Pada tahun 1475, Raja Ahmad akhirnya dapat meraih tampuk kepemimpinan
Kesultanan Pahang sebagai Sultan Pahang II. Setelah mangkat pada tahun
1497, ia diberi gelar Marhum Sheikh. Setelah masa Sultan Ahmad, kursi
kepemimpinan Sultan Pahang pernah dipimpin dalam dua bentuk
kepemimpinan. Pada tahun 1947, adik Sultan Abdul Jamil, Sultan Mansor
Shah I terlebih dahulu memimpin kesultanan ini. Nama Sultan Mansor Shah I
belum tercatat sebagai Sultan Pahang III karena mungkin pada saat itu
ia hanya menjadi “sultan demisioner”. Pada tahun 1511, kekuasaan
kesultanan secara resmi kemudian dipegang oleh Sultan Abdul Jamil. Ia
diangkat sebagai Sultang Pahang III. Sultan ini disebut-sebut pernah
bertunangan dengan Tun Teja. Pada tahun 1512, ia turun dari tahta
kekuasaan karena kecewa dan pergi ke Lubuk Pelang. Setelah mangkat, ia
diberi gelar Marhum Ziarat.
Sultan Mansor Shah I melanjutkan kembali kepemimpinan kakaknya pada
tahun 1512. Menurut catatan sejarah, ia adalah Sultan Pahang IV.
Kepemimpinannya berlangsung hingga tahun 1515. Sebagaimana disebutkan di
atas bahwa sejak tahun 1497, ia pernah memimpin Kesultanan Pahang
sebelum dipimpin oleh kakaknya, Sultan Abdul Jamil. Namun, tidak ada
data yang jelas mengungkap hal ini. Sultan Mansor Shah I meninggal pada
tahun 1515 karena dibunuh oleh orang yang tidak dikenal. Ia dibunuh
karena dianggap memiliki skandal dengan janda ayahnya sendiri, Sultan
Ahmad.

» Cuplikan Data:
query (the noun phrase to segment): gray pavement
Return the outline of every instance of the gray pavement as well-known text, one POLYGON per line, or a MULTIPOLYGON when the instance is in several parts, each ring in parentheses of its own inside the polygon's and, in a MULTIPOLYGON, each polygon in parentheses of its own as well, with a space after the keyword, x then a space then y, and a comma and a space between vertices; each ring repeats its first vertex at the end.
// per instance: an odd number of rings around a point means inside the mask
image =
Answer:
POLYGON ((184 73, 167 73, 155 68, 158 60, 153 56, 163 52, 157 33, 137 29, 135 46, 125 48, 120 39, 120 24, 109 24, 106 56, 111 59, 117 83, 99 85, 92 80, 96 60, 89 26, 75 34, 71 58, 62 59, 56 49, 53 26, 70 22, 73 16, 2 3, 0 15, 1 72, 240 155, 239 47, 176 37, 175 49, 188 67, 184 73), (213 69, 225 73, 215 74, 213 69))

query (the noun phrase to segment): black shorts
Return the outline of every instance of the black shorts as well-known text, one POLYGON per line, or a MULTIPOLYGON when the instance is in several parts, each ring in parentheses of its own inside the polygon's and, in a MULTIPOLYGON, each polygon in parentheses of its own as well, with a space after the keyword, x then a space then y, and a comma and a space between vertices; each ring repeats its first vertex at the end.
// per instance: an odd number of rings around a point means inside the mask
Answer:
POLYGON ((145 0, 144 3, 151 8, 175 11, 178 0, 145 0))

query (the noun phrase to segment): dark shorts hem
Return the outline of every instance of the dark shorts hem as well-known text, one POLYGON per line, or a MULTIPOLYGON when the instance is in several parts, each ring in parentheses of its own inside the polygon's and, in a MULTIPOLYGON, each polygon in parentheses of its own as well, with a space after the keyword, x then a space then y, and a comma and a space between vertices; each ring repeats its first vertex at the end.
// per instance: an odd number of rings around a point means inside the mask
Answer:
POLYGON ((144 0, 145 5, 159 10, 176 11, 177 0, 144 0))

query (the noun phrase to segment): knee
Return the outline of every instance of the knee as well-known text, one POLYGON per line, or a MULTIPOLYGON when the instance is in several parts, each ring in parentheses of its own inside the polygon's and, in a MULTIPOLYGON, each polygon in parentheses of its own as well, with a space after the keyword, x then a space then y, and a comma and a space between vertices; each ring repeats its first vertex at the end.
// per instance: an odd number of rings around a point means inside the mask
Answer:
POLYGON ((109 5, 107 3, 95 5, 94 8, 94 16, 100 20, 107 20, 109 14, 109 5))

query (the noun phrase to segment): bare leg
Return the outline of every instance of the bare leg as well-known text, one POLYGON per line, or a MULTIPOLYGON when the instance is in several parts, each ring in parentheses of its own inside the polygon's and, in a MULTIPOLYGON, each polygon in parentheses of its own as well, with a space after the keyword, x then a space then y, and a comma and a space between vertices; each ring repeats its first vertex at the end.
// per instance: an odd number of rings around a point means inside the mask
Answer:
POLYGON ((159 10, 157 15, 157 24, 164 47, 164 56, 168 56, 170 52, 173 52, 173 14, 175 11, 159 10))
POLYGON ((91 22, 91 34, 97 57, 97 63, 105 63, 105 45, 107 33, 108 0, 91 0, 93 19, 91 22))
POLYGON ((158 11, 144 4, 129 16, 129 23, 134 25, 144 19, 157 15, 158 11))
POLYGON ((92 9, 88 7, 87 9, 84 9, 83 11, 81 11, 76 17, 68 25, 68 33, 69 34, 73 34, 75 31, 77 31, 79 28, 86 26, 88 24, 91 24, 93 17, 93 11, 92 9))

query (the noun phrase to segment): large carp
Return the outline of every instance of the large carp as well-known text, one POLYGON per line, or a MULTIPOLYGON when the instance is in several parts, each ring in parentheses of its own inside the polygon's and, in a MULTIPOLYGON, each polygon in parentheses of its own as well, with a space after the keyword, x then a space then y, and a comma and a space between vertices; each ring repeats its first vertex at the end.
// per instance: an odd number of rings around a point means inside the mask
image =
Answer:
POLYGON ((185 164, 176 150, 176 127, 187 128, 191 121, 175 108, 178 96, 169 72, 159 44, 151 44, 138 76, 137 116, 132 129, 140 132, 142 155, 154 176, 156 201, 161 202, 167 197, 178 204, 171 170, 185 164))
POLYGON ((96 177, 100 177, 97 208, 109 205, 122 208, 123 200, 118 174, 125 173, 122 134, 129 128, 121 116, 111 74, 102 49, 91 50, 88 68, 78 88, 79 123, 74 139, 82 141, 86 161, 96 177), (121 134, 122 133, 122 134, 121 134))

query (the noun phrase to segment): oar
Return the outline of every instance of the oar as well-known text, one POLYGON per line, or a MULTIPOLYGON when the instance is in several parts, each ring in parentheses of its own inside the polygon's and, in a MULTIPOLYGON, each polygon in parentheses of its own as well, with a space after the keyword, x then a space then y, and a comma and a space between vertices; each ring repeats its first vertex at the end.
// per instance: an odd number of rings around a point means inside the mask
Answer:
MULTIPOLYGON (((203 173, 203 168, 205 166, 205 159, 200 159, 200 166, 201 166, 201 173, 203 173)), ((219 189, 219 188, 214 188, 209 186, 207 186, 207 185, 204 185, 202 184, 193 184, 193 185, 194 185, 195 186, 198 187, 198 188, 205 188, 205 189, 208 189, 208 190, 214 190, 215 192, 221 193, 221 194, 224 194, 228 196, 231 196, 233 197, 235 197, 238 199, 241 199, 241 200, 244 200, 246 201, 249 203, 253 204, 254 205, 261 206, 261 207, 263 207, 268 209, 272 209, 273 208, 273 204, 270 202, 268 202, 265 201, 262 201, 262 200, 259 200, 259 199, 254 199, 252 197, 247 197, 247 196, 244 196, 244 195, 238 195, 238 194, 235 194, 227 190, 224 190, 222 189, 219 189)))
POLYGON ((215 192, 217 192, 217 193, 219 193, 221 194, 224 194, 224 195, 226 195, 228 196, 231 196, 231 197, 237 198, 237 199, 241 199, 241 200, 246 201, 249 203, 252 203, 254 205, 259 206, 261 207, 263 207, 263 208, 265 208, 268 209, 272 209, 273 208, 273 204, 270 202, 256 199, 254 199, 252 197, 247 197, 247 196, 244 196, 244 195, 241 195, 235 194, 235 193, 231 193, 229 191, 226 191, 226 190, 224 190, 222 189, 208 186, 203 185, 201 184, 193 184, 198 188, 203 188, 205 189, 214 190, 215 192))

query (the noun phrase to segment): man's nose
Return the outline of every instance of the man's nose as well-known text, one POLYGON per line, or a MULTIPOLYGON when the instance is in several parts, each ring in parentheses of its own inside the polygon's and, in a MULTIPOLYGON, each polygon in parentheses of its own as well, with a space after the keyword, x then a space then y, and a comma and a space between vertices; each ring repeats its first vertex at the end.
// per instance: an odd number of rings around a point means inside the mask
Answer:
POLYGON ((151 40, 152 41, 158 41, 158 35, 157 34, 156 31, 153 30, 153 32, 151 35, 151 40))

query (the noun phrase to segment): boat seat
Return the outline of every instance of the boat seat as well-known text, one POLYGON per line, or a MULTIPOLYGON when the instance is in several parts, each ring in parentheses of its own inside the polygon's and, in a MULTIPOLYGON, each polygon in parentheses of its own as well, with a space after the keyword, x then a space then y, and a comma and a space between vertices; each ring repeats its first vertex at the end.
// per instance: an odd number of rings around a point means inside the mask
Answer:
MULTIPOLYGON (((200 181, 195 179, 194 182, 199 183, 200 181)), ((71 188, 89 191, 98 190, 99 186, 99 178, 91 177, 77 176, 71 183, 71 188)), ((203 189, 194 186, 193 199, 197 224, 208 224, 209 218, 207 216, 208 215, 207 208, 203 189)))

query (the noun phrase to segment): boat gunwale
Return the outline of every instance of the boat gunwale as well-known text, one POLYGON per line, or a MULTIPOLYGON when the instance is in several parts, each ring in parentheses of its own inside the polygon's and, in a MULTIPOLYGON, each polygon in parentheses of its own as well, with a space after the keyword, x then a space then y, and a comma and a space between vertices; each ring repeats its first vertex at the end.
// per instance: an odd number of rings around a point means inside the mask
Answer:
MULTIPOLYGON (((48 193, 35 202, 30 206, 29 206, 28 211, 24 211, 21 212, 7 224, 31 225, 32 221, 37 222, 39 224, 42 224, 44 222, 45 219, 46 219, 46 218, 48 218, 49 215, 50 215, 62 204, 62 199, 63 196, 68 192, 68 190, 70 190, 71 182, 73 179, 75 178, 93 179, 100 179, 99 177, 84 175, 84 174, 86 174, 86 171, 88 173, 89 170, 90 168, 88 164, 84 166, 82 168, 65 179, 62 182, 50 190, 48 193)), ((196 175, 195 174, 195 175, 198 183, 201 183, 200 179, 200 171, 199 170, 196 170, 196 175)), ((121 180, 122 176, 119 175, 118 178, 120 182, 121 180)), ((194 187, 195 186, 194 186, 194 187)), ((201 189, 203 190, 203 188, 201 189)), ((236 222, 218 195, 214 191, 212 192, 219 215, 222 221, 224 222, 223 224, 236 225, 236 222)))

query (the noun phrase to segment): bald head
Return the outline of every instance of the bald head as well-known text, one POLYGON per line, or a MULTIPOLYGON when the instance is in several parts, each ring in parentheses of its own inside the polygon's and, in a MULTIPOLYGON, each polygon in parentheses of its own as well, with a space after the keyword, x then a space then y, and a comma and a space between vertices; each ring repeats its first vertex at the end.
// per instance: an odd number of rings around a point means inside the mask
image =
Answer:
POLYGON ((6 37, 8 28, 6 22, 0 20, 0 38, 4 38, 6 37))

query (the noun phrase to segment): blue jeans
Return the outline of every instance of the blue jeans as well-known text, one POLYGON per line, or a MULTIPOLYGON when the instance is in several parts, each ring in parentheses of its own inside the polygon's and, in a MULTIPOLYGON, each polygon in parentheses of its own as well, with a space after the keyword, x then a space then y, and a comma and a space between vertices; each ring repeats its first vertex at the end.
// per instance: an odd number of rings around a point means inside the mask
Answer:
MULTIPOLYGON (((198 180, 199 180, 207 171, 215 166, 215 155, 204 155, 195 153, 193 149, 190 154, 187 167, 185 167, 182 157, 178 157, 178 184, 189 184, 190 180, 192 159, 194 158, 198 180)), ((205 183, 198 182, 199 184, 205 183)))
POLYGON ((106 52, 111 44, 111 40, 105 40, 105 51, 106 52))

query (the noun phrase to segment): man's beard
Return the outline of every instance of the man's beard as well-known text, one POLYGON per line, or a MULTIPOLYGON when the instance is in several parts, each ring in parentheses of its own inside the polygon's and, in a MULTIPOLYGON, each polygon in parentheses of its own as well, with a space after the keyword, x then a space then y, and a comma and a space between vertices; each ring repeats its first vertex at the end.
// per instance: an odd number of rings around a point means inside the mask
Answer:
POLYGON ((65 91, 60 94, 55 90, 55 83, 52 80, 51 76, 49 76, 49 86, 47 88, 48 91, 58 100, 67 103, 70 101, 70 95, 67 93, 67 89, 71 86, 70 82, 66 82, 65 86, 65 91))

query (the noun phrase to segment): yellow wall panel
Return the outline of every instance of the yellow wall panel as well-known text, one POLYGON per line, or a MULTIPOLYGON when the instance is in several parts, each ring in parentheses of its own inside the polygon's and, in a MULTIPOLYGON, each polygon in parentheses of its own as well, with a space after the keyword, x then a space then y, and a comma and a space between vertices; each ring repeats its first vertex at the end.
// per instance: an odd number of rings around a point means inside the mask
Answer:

» Tugas A: Menurut kutipan tentang Kesultanan Pahang, gelar apa yang diberikan kepada Raja Ahmad setelah ia mangkat pada tahun 1497?
» Tugas B: Ubah bagian kutipan tentang Kesultanan Pahang yang diawali kata-kata "Pada tahun 1475, Raja" dan diakhiri "gelar Marhum Ziarat." dengan mengganti "kecewa" menjadi "sakit", lalu tuliskan bagian itu kembali.
» Tugas C: Tuliskan lanjutan kutipan tentang sejarah Kesultanan Pahang setelah kalimat terakhirnya.
Baris-baris data di atas tidak dipakai sama sekali di sini.

» Jawaban Benar A: Marhum Sheikh.

» Jawaban Benar B:
Pada tahun 1475, Raja Ahmad akhirnya dapat meraih tampuk kepemimpinan
Kesultanan Pahang sebagai Sultan Pahang II. Setelah mangkat pada tahun
1497, ia diberi gelar Marhum Sheikh. Setelah masa Sultan Ahmad, kursi
kepemimpinan Sultan Pahang pernah dipimpin dalam dua bentuk
kepemimpinan. Pada tahun 1947, adik Sultan Abdul Jamil, Sultan Mansor
Shah I terlebih dahulu memimpin kesultanan ini. Nama Sultan Mansor Shah I
belum tercatat sebagai Sultan Pahang III karena mungkin pada saat itu
ia hanya menjadi “sultan demisioner”. Pada tahun 1511, kekuasaan
kesultanan secara resmi kemudian dipegang oleh Sultan Abdul Jamil. Ia
diangkat sebagai Sultang Pahang III. Sultan ini disebut-sebut pernah
bertunangan dengan Tun Teja. Pada tahun 1512, ia turun dari tahta
kekuasaan karena sakit dan pergi ke Lubuk Pelang. Setelah mangkat, ia
diberi gelar Marhum Ziarat.

» Jawaban Benar C:
Sultan Mahmud menggantikan Sultan Mansor Shah I menjadi Sultan V
(1515-1530). Menurut catatan sejarah, pada tahun 1522, ia pernah
membunuh dua orang kapten dan 80 prajurit Portugis utusan Alfonso de
Albuquerque yang datang ke Kesultanan Pahang. Pada masa pemerintahan
Sultan Mahmud, Kesultanan Pahang bekerjasama dengan Kesultanan Bentan
menyerang bala tentara Portugis di Sungai Muar. Pada tahun 1526, Sultan
Mahmud memerintahkan untuk mengirimkan 2000 prajurit untuk membantu
Kesultanan Bentan yang diserang oleh bala tentara Mascarenhas. Ketika
mangkat pada tahun 1530, Sultan Mahmud diberi gelar Marhum Di Hilir.
Sultan Muzaffar menggantikan posisi Sultan Mahmud sebagai Sultan Pahang
VI pada tahun 1530. Ia meninggal pada tahun 1940 karena dibunuh oleh
Khoja Zainal, duta Brunei di Kesultanan Pahang. Menurut cerita, Sultan
Muzaffar dibunuh karena telah berselingkuh dengan istri Khoja Zainal.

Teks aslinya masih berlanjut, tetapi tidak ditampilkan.